Scan the records for the line containing "Objective: one point per instance of the black glove in"; extract it and all later lines, verbatim, through the end, and nothing before it.

----------------

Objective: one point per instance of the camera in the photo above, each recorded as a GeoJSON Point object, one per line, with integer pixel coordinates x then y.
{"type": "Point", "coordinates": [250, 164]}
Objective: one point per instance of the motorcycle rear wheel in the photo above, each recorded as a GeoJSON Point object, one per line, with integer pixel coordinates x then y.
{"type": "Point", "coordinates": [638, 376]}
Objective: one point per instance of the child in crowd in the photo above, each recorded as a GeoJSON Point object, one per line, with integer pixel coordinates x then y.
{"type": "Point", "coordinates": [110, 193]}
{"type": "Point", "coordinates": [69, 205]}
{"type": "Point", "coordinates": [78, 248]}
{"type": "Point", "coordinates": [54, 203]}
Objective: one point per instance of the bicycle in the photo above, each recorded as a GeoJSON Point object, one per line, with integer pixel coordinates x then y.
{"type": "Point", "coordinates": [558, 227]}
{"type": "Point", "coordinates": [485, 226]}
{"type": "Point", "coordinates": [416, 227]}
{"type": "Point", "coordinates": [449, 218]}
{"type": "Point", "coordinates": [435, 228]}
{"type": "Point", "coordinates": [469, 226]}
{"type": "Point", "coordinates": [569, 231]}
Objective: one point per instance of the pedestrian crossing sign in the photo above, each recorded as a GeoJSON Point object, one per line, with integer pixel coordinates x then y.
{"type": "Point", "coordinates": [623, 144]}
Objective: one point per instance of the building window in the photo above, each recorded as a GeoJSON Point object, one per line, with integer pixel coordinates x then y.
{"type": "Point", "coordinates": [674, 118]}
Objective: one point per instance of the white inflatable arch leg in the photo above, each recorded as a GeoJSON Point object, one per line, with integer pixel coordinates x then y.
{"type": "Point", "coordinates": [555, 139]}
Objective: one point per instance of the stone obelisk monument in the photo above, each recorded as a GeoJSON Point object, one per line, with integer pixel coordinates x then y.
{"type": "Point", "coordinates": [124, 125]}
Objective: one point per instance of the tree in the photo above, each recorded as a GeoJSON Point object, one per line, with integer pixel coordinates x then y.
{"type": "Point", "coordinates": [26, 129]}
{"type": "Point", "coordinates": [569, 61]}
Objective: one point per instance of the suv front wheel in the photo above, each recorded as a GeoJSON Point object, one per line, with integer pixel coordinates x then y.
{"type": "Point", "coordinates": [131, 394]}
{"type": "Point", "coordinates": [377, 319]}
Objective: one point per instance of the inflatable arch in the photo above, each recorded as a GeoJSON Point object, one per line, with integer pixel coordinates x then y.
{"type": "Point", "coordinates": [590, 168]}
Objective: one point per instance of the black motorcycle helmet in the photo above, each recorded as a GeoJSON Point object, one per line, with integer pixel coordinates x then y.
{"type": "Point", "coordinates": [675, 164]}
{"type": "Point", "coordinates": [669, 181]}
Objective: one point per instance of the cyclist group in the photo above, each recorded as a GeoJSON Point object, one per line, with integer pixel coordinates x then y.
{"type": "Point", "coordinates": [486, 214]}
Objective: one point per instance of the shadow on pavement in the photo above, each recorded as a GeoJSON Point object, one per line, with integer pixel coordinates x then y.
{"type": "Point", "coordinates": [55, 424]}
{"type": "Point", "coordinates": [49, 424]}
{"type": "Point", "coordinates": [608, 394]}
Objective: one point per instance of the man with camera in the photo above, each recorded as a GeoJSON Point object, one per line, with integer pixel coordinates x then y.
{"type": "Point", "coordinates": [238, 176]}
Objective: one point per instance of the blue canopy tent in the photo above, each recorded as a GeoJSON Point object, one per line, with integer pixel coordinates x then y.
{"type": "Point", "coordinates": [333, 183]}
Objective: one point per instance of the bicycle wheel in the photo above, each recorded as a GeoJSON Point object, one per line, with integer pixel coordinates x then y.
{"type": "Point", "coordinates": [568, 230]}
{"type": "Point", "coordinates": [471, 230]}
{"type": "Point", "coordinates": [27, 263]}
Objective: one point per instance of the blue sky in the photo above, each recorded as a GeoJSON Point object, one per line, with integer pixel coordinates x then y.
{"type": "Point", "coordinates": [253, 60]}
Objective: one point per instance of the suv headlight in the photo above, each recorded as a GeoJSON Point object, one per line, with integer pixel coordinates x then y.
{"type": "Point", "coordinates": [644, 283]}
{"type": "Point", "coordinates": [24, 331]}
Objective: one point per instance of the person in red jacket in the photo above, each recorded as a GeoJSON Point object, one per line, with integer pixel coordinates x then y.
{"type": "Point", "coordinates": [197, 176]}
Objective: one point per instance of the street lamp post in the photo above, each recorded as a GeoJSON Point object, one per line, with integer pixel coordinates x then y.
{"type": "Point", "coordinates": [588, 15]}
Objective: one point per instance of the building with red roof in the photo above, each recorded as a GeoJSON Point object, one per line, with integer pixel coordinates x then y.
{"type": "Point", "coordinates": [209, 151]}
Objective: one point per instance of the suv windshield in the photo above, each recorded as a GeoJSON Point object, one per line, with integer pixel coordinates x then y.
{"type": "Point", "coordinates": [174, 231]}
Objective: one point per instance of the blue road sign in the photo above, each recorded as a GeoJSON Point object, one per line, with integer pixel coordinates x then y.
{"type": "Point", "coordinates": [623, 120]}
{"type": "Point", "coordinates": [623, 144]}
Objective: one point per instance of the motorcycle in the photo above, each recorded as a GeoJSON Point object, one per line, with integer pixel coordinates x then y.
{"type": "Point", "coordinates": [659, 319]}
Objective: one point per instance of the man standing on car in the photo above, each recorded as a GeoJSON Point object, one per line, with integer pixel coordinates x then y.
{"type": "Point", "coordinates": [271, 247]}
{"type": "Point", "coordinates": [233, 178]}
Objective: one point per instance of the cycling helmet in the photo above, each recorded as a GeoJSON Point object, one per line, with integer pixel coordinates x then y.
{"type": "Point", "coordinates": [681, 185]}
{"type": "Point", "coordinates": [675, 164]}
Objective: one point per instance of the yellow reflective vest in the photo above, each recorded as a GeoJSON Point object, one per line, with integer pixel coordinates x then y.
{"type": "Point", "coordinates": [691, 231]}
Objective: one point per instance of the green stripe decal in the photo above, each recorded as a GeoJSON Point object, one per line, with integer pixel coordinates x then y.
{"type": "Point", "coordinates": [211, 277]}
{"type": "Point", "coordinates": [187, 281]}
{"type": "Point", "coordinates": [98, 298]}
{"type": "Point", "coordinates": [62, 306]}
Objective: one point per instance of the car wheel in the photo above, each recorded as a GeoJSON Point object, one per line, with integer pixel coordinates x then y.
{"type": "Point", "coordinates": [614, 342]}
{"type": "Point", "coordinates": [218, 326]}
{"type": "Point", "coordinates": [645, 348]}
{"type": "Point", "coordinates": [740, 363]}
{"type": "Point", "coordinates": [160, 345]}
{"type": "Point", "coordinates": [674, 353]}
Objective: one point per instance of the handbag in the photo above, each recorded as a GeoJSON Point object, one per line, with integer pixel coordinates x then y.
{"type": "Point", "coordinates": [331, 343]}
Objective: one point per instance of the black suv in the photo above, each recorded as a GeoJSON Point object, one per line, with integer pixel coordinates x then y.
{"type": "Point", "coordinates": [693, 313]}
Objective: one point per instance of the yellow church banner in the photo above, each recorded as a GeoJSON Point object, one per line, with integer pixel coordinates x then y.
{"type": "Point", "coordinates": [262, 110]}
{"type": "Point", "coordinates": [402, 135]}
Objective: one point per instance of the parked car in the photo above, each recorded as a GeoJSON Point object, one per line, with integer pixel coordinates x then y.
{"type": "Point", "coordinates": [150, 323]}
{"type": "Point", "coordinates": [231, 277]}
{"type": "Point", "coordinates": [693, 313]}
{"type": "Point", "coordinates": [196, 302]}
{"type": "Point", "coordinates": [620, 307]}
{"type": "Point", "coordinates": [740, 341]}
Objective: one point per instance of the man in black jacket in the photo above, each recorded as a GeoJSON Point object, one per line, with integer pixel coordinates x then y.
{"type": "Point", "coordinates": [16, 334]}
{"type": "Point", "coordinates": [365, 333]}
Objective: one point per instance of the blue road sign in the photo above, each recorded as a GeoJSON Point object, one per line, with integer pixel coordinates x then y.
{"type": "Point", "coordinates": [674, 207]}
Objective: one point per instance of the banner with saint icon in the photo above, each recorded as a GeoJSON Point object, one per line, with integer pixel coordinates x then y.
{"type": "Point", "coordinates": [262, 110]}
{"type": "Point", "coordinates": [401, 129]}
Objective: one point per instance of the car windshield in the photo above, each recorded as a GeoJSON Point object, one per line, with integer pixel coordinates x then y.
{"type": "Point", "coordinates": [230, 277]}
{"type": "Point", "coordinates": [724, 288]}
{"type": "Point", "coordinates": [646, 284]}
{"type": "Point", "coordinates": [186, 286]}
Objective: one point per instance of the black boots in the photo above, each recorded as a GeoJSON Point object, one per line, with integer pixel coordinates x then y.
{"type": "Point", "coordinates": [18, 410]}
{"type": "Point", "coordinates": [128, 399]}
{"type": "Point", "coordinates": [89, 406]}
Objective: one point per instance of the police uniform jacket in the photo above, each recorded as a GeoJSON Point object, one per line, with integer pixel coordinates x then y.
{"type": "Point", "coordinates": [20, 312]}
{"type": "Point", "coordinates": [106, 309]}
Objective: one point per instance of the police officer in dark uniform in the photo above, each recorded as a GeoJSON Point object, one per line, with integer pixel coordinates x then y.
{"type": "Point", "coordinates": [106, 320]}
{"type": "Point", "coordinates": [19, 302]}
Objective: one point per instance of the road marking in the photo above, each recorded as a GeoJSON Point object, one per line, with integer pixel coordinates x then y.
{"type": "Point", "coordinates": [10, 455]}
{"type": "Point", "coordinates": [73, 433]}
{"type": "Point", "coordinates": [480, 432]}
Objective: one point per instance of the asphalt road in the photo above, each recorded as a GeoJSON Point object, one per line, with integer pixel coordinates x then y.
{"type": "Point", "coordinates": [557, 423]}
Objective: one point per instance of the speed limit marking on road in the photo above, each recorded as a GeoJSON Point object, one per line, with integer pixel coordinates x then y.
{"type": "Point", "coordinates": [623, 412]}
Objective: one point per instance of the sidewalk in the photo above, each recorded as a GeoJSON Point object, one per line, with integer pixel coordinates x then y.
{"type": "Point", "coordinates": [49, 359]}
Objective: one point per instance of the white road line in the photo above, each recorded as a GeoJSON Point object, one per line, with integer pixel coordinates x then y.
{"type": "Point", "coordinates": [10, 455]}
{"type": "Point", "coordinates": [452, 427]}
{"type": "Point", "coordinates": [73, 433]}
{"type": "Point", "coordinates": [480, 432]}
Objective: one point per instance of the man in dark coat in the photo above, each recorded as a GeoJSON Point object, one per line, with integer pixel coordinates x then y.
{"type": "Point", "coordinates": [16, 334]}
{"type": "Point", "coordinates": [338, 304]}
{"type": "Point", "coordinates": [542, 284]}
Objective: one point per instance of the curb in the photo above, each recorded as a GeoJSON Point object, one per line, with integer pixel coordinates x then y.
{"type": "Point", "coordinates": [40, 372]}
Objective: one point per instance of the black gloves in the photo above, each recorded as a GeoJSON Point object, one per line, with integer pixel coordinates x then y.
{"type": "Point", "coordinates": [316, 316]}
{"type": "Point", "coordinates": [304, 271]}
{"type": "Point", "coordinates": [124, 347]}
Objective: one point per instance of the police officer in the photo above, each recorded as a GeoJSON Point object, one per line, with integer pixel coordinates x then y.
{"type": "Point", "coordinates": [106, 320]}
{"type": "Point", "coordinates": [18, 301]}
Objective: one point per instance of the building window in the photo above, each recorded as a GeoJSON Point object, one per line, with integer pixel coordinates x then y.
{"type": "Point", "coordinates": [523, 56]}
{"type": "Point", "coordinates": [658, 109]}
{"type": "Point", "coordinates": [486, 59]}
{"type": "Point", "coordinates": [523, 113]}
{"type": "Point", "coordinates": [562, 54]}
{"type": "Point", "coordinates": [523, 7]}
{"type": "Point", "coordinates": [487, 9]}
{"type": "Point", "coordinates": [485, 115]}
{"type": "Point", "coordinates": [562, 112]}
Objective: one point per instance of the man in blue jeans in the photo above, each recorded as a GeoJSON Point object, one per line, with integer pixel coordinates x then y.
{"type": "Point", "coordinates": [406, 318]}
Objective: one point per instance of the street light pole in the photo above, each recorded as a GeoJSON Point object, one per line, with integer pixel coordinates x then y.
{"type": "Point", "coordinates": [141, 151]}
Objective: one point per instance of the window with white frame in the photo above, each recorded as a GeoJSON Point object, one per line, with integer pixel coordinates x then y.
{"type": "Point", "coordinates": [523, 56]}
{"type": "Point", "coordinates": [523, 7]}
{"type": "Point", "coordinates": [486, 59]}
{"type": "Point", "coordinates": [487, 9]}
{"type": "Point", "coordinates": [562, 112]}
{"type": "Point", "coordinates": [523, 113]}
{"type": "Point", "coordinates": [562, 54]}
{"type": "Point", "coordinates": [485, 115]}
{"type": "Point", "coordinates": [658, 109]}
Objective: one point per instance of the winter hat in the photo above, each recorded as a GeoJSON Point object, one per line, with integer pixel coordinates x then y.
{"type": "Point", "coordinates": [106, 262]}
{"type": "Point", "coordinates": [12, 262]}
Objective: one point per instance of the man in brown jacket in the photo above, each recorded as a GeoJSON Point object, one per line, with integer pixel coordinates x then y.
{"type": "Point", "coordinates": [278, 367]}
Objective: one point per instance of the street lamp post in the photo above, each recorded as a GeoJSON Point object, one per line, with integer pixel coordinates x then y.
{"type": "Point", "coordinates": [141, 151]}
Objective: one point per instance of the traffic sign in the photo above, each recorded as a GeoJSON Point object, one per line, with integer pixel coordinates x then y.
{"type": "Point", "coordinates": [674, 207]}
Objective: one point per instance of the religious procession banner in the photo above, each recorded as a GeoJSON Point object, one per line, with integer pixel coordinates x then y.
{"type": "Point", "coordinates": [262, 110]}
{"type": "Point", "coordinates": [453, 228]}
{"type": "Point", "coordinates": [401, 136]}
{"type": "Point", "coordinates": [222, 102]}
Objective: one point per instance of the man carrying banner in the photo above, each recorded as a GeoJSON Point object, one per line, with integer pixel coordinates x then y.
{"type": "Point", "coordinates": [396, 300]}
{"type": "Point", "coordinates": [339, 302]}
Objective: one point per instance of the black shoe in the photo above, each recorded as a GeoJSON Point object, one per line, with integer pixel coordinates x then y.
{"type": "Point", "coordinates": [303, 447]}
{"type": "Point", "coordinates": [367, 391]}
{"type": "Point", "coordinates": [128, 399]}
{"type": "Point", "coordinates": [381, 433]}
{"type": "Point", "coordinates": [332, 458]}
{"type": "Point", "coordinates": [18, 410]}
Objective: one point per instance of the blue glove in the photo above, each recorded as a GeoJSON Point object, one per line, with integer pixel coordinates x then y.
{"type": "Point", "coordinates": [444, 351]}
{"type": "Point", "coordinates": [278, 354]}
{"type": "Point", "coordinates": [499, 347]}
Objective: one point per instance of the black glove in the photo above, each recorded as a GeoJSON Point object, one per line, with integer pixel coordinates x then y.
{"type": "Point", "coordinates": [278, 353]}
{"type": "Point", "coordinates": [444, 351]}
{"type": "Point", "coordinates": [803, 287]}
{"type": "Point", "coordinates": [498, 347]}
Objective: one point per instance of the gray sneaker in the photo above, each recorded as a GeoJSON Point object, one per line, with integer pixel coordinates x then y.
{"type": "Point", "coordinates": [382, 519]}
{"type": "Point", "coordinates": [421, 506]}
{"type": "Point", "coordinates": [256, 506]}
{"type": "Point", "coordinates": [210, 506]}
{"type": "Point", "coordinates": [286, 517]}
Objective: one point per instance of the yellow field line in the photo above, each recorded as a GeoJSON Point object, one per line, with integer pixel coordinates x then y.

----------------

The result
Objective: one point per instance of the black glove in the photo above, each recorded as a GeoJSON Point object, one per line, with integer pixel coordinates x then y.
{"type": "Point", "coordinates": [278, 353]}
{"type": "Point", "coordinates": [444, 351]}
{"type": "Point", "coordinates": [803, 287]}
{"type": "Point", "coordinates": [498, 347]}
Objective: one point per instance of the gray sneaker in the photo above, each recorded as a GeoJSON Point object, one per line, with integer pixel coordinates x then y.
{"type": "Point", "coordinates": [382, 519]}
{"type": "Point", "coordinates": [421, 506]}
{"type": "Point", "coordinates": [256, 506]}
{"type": "Point", "coordinates": [210, 506]}
{"type": "Point", "coordinates": [286, 517]}
Objective: one point per instance of the yellow field line in the photo above, each recorded as a GeoJSON Point object, one per line, with integer pixel coordinates x then y.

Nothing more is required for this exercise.